Given text:
Notice: This session was held live on January 28th. I will announce future sessions soon!
Are you participating in the one billion row challenge (1BRC)? The challenge is to read one billion rows from a file, where each row consists of a location name and a temperature value (in plain-text form), and the goal is to output the min, max, and mean temperature for each location as fast as possible. The contest is limited to only Java 21 as far as official rules are concerned.
Challenges like the 1BRC brilliantly highlight the importance of code efficiency at scale. It's a critical lesson that it's not only the choice of data structures and algorithms that matters, but also the execution cost of your code, the impact of CPU instructions, cache misses, branches, and more.
Participating in the 1BRC isn't just an intellectual pursuit — it’s a practical springboard into the world of performance engineering, fostering skills crucial for architecting scalable solution
A Workshop on Learning Optimization Techniques Behind Solving 1BRC
Are you interested in learning what are some of the optimization techniques that the top solutions are employing to reach the top of the leader board? If so, I am going to do a live online workshop on it.
During this workshop, we will:
Employ tools such as flamegraphs and profiling to identify performance bottlenecks.
Dive into various optimization methods, applying them iteratively to enhance the performance of our program.
Have a live Q&A
Our tentative agenda includes:
Topics to be covered
Introduction to performance profiling with flamegraphs.
I/O strategies: unbuffered vs buffered I/O, memory-mapped I/O.
Understanding the cost of system calls and data copying.

[Data records]

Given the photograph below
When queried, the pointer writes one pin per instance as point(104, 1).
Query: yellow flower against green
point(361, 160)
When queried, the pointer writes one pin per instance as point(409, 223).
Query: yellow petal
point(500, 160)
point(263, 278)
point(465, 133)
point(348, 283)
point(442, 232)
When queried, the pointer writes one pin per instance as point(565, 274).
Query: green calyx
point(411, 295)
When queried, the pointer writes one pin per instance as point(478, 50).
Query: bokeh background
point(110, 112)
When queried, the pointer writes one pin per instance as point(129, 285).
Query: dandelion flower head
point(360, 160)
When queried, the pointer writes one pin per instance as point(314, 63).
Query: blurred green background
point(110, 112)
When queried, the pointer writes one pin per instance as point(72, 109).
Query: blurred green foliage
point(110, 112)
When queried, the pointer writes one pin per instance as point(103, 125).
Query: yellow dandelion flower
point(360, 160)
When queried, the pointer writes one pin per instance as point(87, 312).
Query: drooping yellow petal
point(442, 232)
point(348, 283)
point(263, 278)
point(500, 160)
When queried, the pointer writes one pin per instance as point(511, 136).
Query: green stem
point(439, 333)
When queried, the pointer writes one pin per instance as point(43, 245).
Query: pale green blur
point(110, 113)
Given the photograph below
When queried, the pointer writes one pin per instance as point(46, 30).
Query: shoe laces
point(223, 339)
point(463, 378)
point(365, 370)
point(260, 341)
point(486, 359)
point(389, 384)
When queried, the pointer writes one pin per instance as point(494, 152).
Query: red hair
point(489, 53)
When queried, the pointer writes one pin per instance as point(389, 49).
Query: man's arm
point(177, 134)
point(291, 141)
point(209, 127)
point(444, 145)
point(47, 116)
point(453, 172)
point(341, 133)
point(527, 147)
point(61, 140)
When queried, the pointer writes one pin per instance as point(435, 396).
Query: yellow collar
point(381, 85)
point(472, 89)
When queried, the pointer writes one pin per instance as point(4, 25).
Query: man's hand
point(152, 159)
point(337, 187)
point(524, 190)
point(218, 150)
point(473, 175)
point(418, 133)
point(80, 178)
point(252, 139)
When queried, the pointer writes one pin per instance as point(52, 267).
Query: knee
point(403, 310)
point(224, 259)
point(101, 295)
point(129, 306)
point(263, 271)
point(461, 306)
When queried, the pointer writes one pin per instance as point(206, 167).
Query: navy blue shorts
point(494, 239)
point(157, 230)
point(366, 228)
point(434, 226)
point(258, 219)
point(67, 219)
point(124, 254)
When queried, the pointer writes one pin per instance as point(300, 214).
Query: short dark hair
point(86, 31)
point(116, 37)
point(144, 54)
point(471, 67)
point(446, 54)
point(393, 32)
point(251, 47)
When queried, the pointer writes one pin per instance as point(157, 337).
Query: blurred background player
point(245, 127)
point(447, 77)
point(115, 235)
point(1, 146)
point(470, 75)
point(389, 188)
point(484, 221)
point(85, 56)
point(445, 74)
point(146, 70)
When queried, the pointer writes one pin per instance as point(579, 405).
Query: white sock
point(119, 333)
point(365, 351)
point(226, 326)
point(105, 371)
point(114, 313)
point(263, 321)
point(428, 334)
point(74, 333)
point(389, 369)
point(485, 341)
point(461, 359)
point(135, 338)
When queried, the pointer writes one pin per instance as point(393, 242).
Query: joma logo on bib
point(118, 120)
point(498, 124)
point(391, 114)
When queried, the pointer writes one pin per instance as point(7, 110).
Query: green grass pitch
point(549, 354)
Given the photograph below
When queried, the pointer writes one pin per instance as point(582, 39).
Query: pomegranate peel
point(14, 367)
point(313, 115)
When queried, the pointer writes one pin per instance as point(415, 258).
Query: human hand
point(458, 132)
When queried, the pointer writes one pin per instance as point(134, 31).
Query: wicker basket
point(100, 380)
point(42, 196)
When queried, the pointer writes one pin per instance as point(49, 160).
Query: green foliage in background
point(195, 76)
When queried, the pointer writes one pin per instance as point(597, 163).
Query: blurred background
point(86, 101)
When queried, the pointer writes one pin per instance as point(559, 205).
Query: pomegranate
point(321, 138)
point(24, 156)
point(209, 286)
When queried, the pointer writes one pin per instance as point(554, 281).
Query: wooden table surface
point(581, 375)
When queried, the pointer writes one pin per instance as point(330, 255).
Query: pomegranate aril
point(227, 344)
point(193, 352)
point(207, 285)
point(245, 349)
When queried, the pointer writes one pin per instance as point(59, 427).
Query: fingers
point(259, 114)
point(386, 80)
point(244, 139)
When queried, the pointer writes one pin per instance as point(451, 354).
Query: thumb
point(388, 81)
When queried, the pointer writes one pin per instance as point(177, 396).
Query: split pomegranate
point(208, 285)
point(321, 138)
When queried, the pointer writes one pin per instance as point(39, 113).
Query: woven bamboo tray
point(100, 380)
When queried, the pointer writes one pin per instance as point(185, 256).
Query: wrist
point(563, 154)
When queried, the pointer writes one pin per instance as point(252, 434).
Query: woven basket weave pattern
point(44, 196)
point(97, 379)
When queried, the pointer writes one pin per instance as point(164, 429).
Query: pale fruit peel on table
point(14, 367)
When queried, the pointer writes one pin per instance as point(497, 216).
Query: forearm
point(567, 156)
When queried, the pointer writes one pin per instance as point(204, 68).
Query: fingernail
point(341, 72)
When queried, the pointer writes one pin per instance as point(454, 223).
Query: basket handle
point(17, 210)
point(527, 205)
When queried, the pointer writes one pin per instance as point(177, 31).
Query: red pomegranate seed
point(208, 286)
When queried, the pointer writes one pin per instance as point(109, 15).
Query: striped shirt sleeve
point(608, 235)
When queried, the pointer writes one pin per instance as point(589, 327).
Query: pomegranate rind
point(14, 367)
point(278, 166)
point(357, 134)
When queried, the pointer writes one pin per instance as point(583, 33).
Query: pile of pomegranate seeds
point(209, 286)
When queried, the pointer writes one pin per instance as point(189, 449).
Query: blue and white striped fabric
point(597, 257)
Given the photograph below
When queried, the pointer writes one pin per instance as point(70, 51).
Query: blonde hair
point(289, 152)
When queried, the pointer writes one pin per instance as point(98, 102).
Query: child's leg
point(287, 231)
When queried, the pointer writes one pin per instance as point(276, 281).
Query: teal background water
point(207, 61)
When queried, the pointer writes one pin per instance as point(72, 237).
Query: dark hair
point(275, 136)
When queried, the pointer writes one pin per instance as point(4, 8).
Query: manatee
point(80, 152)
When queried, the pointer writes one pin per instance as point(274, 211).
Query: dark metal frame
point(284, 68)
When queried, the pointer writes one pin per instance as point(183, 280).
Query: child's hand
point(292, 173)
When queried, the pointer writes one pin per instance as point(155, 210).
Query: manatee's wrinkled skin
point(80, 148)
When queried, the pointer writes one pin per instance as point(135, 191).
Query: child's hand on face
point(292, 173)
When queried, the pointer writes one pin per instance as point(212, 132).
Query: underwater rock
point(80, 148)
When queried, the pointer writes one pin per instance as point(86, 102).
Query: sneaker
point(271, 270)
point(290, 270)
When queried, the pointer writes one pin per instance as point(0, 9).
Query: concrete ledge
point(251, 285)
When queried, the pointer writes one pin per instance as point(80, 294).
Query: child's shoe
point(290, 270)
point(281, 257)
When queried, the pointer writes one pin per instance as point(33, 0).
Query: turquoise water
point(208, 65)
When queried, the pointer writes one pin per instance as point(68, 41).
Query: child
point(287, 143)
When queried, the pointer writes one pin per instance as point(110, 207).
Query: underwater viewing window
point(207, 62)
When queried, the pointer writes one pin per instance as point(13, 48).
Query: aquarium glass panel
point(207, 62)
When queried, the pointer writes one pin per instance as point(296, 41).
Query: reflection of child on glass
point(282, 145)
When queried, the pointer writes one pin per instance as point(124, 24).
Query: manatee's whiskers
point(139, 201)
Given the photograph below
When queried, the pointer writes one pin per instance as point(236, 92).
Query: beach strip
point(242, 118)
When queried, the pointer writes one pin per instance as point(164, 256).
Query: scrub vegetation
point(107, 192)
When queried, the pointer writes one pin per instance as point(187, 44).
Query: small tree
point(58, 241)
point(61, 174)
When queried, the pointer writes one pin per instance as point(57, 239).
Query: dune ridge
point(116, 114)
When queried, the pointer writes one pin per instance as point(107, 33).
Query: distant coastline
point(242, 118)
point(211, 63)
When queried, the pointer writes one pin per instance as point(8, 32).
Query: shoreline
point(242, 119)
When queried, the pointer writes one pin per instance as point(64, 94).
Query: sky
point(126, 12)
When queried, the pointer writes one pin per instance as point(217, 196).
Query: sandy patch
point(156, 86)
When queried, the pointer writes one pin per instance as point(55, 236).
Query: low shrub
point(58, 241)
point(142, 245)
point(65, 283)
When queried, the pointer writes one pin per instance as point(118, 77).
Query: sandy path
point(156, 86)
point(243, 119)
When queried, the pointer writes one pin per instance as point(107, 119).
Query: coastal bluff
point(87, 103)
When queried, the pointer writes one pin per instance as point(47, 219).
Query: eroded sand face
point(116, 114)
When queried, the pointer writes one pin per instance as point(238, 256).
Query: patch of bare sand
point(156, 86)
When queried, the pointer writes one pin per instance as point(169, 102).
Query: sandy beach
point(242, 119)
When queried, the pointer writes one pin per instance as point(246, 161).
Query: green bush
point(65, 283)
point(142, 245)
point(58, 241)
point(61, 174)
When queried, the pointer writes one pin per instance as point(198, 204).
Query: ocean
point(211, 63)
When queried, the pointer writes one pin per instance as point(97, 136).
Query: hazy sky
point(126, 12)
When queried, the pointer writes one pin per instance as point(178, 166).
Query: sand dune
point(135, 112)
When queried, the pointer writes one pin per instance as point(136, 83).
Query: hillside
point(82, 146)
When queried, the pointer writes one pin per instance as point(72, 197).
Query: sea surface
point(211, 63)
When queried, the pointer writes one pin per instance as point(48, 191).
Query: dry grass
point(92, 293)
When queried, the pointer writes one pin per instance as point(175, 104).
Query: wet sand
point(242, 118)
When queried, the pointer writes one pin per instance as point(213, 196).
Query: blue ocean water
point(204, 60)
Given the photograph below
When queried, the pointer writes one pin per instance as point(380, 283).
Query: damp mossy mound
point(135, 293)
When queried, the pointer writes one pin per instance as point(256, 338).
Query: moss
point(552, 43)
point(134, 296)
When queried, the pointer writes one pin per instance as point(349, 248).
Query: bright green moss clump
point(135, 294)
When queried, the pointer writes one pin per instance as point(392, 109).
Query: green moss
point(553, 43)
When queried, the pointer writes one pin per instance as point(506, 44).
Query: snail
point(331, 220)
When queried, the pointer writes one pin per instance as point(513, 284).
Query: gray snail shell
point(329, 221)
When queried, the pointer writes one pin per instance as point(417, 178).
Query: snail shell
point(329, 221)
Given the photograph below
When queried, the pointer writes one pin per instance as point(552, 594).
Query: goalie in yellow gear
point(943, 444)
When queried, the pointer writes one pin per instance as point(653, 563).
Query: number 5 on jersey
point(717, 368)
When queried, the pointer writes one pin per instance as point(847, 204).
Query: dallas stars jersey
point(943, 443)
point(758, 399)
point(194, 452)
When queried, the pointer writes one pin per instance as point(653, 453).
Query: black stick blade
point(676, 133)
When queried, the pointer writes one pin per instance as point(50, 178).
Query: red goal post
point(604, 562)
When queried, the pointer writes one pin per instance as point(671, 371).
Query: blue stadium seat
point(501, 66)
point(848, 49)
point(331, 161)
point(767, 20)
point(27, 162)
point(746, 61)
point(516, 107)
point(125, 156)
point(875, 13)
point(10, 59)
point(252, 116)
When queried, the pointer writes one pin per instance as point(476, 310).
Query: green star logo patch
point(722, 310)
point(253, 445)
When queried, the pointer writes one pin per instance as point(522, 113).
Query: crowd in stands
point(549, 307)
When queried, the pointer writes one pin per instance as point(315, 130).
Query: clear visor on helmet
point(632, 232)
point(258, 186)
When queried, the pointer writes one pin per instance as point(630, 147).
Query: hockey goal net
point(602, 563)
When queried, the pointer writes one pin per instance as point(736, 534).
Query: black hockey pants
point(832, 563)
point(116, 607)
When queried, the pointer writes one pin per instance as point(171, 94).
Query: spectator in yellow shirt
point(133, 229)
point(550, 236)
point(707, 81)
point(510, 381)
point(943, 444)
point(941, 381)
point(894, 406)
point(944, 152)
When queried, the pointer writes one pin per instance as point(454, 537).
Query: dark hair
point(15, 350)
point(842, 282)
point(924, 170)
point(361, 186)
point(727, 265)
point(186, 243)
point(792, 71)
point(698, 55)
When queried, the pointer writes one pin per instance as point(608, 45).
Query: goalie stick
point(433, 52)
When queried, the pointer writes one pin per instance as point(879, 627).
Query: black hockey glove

Direction 1: In the workshop announcement, which language are the official rules of the challenge limited to?
Direction 2: List every topic the workshop announcement gives under "Topics to be covered".
Direction 3: Carry on the 1BRC workshop announcement from its final line.

Written answer 1: Java 21.

Written answer 2:
- Introduction to performance profiling with flamegraphs
- I/O strategies: unbuffered vs buffered I/O, memory-mapped I/O
- Understanding the cost of system calls and data copying

Written answer 3:
Techniques for fast text parsing, including single-byte scanning and multi-byte SWAR techniques.
Instruction costs: weighing integer vs floating-point arithmetic.
Leveraging SIMD instructions for computational optimization.
Cache friendly and branch free coding techniques.
Enhancing program throughput using parallelism.
Prerequisites
Few years of practical coding experience in programming languages like C/C++, Java, Go, Rust, Python, JavaScript, or similar.
A basic understanding of CPU and OS concepts such as stack vs heap memory, virtual memory. We will review basic concepts as needed.
While most examples will be in Java, the principles apply across languages, and we will clarify language-specific details.
Logistics
The workshop will be capped at the first 100 individuals to RSVP (due to Zoom's attendee limit for meetings).
It is free for the paid subscribers. So to attend it, you simply need to upgrade to a paid membership. I plan to offer such workshops and sessions every month going forward, so this will be money worth invested for you!
The recording will be available to the attendees for replay afterwards.
Date & Timing
28th January 2024 (Sunday)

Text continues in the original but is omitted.